→ **TASK STATEMENT**
Copy the listing below line for line, with no changes.

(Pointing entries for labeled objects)
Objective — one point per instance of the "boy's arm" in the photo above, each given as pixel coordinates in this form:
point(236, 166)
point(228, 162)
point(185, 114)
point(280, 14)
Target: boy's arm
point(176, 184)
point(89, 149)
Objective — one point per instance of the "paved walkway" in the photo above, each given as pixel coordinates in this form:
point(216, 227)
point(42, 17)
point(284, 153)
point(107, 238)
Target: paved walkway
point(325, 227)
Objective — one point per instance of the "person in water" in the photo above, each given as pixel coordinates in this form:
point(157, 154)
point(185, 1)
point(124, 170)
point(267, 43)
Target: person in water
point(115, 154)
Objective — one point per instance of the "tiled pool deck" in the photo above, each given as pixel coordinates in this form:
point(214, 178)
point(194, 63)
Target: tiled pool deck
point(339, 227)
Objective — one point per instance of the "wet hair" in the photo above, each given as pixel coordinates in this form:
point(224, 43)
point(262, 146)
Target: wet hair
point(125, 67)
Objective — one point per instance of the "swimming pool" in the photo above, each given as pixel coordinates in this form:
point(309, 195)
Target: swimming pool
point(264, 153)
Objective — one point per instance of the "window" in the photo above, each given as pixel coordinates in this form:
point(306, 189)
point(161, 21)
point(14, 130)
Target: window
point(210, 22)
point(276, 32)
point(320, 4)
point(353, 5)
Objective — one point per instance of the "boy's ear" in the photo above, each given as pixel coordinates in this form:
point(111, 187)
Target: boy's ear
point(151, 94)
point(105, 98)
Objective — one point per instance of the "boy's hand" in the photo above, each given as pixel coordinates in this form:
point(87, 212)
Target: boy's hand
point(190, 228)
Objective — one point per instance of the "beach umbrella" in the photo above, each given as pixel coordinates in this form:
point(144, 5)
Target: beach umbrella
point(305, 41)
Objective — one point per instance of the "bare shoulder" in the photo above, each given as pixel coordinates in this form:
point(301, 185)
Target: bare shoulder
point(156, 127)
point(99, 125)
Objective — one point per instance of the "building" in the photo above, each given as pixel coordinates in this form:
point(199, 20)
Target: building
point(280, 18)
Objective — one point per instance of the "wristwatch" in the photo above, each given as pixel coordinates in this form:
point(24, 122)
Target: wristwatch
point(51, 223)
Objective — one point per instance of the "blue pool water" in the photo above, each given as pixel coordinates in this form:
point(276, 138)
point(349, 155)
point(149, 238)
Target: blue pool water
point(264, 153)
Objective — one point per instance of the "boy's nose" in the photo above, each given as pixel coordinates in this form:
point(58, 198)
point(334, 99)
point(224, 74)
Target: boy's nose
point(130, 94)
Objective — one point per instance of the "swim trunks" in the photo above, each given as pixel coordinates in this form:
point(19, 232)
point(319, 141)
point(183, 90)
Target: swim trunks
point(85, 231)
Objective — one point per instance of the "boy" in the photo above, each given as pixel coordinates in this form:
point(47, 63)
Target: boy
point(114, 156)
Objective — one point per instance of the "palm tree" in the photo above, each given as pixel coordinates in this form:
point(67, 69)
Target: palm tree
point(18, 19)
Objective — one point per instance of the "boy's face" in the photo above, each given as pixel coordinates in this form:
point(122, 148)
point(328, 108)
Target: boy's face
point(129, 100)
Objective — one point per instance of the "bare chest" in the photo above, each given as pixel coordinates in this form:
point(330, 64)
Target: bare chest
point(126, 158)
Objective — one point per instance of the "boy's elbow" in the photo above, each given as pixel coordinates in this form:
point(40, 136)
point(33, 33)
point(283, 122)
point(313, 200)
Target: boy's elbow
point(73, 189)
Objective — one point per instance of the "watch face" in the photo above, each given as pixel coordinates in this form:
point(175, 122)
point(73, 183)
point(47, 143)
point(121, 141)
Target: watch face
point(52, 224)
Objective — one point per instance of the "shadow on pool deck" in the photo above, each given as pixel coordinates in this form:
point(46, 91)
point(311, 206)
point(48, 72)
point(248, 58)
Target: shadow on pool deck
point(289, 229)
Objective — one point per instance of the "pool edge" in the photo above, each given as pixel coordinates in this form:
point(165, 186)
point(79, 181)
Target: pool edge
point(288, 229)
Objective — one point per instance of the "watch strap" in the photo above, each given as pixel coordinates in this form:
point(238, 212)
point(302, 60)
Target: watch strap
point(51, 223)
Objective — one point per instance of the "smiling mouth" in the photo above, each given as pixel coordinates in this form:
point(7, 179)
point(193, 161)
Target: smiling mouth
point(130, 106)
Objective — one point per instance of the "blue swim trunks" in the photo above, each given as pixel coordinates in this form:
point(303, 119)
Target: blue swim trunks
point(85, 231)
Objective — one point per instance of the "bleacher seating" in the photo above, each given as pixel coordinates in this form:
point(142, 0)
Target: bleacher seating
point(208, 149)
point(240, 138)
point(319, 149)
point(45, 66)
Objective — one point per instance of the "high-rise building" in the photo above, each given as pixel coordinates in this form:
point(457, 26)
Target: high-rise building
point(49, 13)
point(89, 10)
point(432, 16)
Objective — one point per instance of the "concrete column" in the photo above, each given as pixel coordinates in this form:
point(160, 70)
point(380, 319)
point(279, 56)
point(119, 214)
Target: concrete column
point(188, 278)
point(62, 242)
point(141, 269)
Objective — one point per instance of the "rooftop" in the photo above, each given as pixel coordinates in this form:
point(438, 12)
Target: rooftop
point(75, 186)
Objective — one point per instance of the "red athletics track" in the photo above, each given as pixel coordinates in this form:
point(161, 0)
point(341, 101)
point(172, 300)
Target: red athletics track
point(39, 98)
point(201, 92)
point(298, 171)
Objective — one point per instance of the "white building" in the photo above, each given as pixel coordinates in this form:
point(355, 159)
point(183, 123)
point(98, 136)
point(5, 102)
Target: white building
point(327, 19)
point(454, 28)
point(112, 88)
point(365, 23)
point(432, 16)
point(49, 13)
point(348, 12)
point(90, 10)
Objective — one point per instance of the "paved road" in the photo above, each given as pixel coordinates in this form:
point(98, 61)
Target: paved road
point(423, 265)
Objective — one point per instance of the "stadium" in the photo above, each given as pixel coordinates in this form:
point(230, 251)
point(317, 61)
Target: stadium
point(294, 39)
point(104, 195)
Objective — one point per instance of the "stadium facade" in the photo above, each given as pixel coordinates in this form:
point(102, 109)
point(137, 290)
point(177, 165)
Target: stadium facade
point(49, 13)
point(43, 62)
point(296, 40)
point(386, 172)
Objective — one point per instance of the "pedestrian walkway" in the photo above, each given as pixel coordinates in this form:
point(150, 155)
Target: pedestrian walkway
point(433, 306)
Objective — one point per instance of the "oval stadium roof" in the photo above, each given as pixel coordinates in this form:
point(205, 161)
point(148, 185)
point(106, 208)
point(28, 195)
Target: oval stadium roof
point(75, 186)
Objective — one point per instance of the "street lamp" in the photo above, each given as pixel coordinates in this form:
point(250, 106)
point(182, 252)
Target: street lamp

→ **THE ANSWER**
Objective — one point per instance of the "boy's arm" in the photo above, each given as pixel coordinates in this form:
point(236, 166)
point(228, 162)
point(185, 114)
point(280, 14)
Target: boy's arm
point(176, 184)
point(89, 149)
Objective — one point per instance of the "paved walkway" in the photo above, each given as pixel coordinates in this form:
point(216, 227)
point(42, 17)
point(284, 153)
point(107, 238)
Target: paved walkway
point(325, 227)
Objective — one point per instance of the "person in water" in the photo above, each given as pixel coordinates in this form:
point(157, 154)
point(185, 1)
point(124, 170)
point(267, 43)
Target: person in water
point(115, 154)
Objective — one point per instance of the "tiled pool deck" in the photo above, each given as pixel coordinates in this form:
point(214, 178)
point(194, 63)
Target: tiled pool deck
point(339, 227)
Objective — one point per instance of the "wet hair" in the photo above, each given as pixel coordinates in this form:
point(224, 43)
point(262, 146)
Target: wet hair
point(125, 67)
Objective — one point per instance of the "swimming pool" in the photo above, each given as pixel coordinates in this form:
point(309, 195)
Target: swimming pool
point(264, 153)
Objective — one point per instance of the "window" in the photo above, each given as pixel coordinates in this form:
point(306, 189)
point(161, 21)
point(14, 130)
Target: window
point(210, 22)
point(276, 32)
point(320, 4)
point(353, 5)
Objective — one point per instance of the "boy's ear" in the photo above, each given as pixel coordinates in this form:
point(111, 187)
Target: boy's ear
point(151, 94)
point(105, 98)
Objective — one point per instance of the "boy's hand" in the photo above, each given as pixel coordinates in this form:
point(87, 212)
Target: boy's hand
point(190, 228)
Objective — one point per instance of the "beach umbrella" in the photo above, each given as pixel coordinates in this form:
point(144, 5)
Target: beach umbrella
point(305, 41)
Objective — one point per instance of the "bare shoulder" in the photo above, each given as pixel coordinates in this form:
point(301, 185)
Target: bare shoulder
point(156, 127)
point(99, 125)
Objective — one point per instance of the "building" in the photo above, each given as pixel coordinates in this form:
point(199, 20)
Target: building
point(280, 18)
Objective — one point per instance of the "wristwatch" in the photo above, each given as pixel coordinates in this form:
point(24, 122)
Target: wristwatch
point(51, 223)
Objective — one point per instance of the "blue pool water" in the photo above, each given as pixel coordinates in this form:
point(276, 138)
point(349, 155)
point(149, 238)
Target: blue pool water
point(264, 153)
Objective — one point per instance of the "boy's nose" in the photo above, each given as pixel coordinates in this form:
point(58, 198)
point(334, 99)
point(224, 74)
Target: boy's nose
point(130, 94)
Objective — one point per instance of the "swim trunks" in the photo above, each given as pixel coordinates in this form:
point(19, 232)
point(319, 141)
point(183, 90)
Target: swim trunks
point(85, 231)
Objective — one point per instance of the "boy" in the photo above, each given as pixel coordinates in this form:
point(47, 63)
Target: boy
point(114, 156)
Objective — one point per instance of the "palm tree" in the photo above, each given as pixel coordinates in this form:
point(67, 69)
Target: palm tree
point(18, 19)
Objective — one point per instance of the "boy's face" in the photo above, each given as pixel coordinates in this form:
point(122, 148)
point(328, 108)
Target: boy's face
point(129, 100)
Objective — one point per instance of the "bare chest" in the photo above, each given as pixel coordinates in this form:
point(330, 64)
Target: bare chest
point(126, 158)
Objective — one point per instance of the "boy's elbow" in the photo above, each given as pixel coordinates in this form:
point(40, 136)
point(33, 33)
point(283, 122)
point(313, 200)
Target: boy's elbow
point(73, 189)
Objective — one point per instance of the "watch face" in the photo above, each given as pixel coordinates in this form:
point(175, 122)
point(73, 183)
point(47, 143)
point(121, 141)
Target: watch face
point(52, 224)
Objective — one point per instance of the "shadow on pool deck" in the photo above, each given as pixel coordinates in this form:
point(46, 91)
point(311, 206)
point(48, 72)
point(248, 58)
Target: shadow on pool deck
point(289, 229)
Objective — one point per instance of the "pool edge" in the photo above, each given as pixel coordinates in this form:
point(165, 186)
point(79, 181)
Target: pool edge
point(288, 229)
Objective — one point per instance of the "watch strap" in the photo above, each given as pixel coordinates in this form:
point(238, 212)
point(302, 60)
Target: watch strap
point(51, 223)
Objective — one point per instance of the "smiling mouth" in the photo above, each given as pixel coordinates in this form:
point(7, 179)
point(193, 161)
Target: smiling mouth
point(130, 106)
Objective — one point per instance of the "blue swim trunks" in the photo above, each given as pixel coordinates in this form:
point(303, 119)
Target: blue swim trunks
point(85, 231)
Objective — one point per instance of the "bleacher seating" in the photo above, each given as pixel coordinates in this form:
point(142, 0)
Target: bleacher seating
point(208, 149)
point(240, 138)
point(319, 149)
point(45, 66)
Objective — one point per instance of the "high-rise building" in the photo above, each given as pixel coordinates in this form:
point(457, 26)
Target: high-rise building
point(49, 13)
point(89, 10)
point(432, 16)
Objective — one point per instance of the "concrete column" in the photo above, each given as pixel coordinates in this form:
point(160, 70)
point(380, 319)
point(279, 56)
point(119, 214)
Target: concrete column
point(188, 278)
point(62, 242)
point(141, 269)
Objective — one point per instance of the "rooftop" in the photo above, each given as pixel coordinates in this form:
point(438, 12)
Target: rooftop
point(75, 186)
Objective — one point per instance of the "red athletics track" in the photo above, each given as pixel coordinates in this form:
point(161, 0)
point(341, 101)
point(172, 300)
Target: red athletics track
point(39, 98)
point(201, 92)
point(298, 171)
Objective — one point per instance of the "white building" in the photo above, each given as pixel coordinates in this form:
point(355, 159)
point(183, 123)
point(98, 136)
point(5, 102)
Target: white building
point(327, 19)
point(454, 28)
point(112, 88)
point(365, 23)
point(432, 16)
point(49, 13)
point(348, 12)
point(90, 10)
Objective — one point per instance of the "paved road" in the photo above, each given as pixel coordinates in this form:
point(98, 61)
Target: paved road
point(423, 265)
Objective — one point per instance of the "stadium" in the photo above, each given as pixel coordinates in this form:
point(230, 251)
point(317, 61)
Target: stadium
point(294, 39)
point(104, 195)
Objective — one point per instance of the "stadium facade" in the photo above, each given as pixel coordinates in this form:
point(102, 109)
point(137, 290)
point(177, 165)
Target: stadium facade
point(49, 13)
point(43, 62)
point(296, 40)
point(386, 172)
Objective — one point per instance of the "pedestrian walkway" in the photo above, each given as pixel coordinates in this form:
point(150, 155)
Target: pedestrian walkway
point(433, 306)
Objective — one point per instance of the "oval stadium roof" in the photo above, each given as pixel coordinates in this form:
point(205, 161)
point(148, 185)
point(106, 208)
point(28, 195)
Target: oval stadium roof
point(75, 186)
Objective — one point per instance of the "street lamp" in the photo above, each given as pixel coordinates in this form:
point(250, 106)
point(182, 252)
Target: street lamp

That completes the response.